PASSAGE FOR REVIEW Start Marker
“…Students are not clients. When you are a client, you get what you want. A student needs to arrive to class ready to receive what the teacher is ready to give them, as long as the teacher has the right qualifications.” -Master teacher Maty Ezraty in Andrea Ferretti’s Yoga Journal Q&A.”
I am so glad someone said this because I have felt it for so long. There are 3 titles for ‘my people’ in my career life:
I began in the fitness world, where ‘your people’ are clients and participants (1). When I began teaching yoga, those words didn’t fit. Yoga students are students (2). When I became an RMT, the people I treat are patients (3), not clients. They come to me to decide on a medical treatment plan. My personal training clients are still clients. They pay me to give them what they want.
But I feel this differentiation is the loudest in yoga. I go to a yoga class trusting that that teacher will give me the lesson I need that day. (That doesn’t mean I will not be afraid to question their lesson 🙂 But I trust that they, as the teacher, have a lesson to teach.
Many, many times, I have taught a private student or a yoga class knowing that the student(s) would not expect/want what they were about to receive.
I will have a new private yoga student who “pictures herself flowing strongly from pose to pose,” but we do a restorative practice because I know that is what she needs for hormonal balance and her great stress.
PASSAGE FOR REVIEW End Marker
# PROBLEM A
Answer these questions about the post on yoga students and clients, one line each:
(i) Which master teacher is quoted at the opening?
(ii) What does the writer call the people treated as an RMT?
(iii) What kind of practice does the new private student do instead of flowing strongly from pose to pose?
# PROBLEM B
Reproduce the post on yoga students and clients word for word, starting at "But I feel this" and ending at "her great stress.".
# PROBLEM C
Continue the post on yoga students and clients from the point where it stops.
STUDY MATERIAL Start Marker
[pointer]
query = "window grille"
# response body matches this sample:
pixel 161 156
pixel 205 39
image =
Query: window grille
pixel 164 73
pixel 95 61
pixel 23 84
STUDY MATERIAL End Marker
# RESPONSE A
(i) Maty Ezraty
(ii) Patients
(iii) A restorative practice

# RESPONSE B
But I feel this differentiation is the loudest in yoga. I go to a yoga class trusting that that teacher will give me the lesson I need that day. (That doesn’t mean I will not be afraid to question their lesson 🙂 But I trust that they, as the teacher, have a lesson to teach.
Many, many times, I have taught a private student or a yoga class knowing that the student(s) would not expect/want what they were about to receive.
I will have a new private yoga student who “pictures herself flowing strongly from pose to pose,” but we do a restorative practice because I know that is what she needs for hormonal balance and her great stress.

# RESPONSE C
I will have a yoga student who comes expecting to do chair pose, but ends up doing wall squat almost until fatigue because he needs to know that he can.
I would say, more often than not, I teach a public class at a slower pace than expected because the students need to learn shoulder biomechanics more than they need to do 108 chaturangas.
I am not saying that I am doing ‘yoga-teaching’ right, but I have gotten better at listening to my gut. Sometimes I am still nervous that I won’t give my students what they want. But I am playing the long-game in a “Trust me, I have done this before” kind of way.
I suppose this is a request to yoga students to seek out teachers who they trust to have the qualifications to teach them what they need (and to maybe get their “workouts” from a non-yoga source), and for yoga teachers to be true to their hearts and to teach what they know their students need at a level that is appropriate for the student and the teacher.